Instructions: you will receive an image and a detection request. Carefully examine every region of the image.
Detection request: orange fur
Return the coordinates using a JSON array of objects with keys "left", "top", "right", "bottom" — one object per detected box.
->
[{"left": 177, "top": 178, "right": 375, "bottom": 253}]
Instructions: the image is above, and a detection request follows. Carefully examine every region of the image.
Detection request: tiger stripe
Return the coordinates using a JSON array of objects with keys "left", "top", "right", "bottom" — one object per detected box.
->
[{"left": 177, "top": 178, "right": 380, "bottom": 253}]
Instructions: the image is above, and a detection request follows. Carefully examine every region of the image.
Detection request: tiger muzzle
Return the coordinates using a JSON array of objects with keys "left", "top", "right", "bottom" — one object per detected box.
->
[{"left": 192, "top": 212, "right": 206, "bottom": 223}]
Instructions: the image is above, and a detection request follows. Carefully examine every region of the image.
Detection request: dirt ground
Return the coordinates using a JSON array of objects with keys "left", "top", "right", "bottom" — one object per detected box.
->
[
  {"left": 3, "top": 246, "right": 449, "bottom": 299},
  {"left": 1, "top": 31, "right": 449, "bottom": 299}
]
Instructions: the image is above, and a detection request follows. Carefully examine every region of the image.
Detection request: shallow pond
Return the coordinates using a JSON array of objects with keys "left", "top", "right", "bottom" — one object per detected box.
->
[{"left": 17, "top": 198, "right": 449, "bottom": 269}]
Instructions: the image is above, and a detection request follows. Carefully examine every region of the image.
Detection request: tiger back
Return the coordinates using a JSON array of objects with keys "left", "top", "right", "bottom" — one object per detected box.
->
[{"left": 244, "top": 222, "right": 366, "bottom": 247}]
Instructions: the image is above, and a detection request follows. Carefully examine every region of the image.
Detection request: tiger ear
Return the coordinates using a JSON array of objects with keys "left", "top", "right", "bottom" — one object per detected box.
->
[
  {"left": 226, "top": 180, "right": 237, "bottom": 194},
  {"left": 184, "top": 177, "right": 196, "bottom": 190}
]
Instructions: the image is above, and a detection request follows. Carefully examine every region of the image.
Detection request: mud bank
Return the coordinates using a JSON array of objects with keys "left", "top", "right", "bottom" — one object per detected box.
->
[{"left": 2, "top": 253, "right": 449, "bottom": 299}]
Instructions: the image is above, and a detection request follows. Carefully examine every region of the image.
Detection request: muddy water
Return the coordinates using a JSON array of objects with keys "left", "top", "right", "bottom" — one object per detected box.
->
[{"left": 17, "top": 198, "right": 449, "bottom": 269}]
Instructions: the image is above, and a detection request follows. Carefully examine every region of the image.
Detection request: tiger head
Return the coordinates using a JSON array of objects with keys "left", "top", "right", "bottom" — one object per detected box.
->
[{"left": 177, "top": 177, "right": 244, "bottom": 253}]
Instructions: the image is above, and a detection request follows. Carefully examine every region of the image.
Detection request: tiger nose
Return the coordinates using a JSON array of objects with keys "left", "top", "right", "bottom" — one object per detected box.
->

--- --- ---

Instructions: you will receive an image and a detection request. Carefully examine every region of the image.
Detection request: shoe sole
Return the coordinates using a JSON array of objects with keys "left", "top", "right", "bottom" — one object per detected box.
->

--- --- ---

WHAT THIS TASK INVOLVES
For the material above, the answer must be only the number of lines holding the word "tiger".

RESULT OF THE TASK
6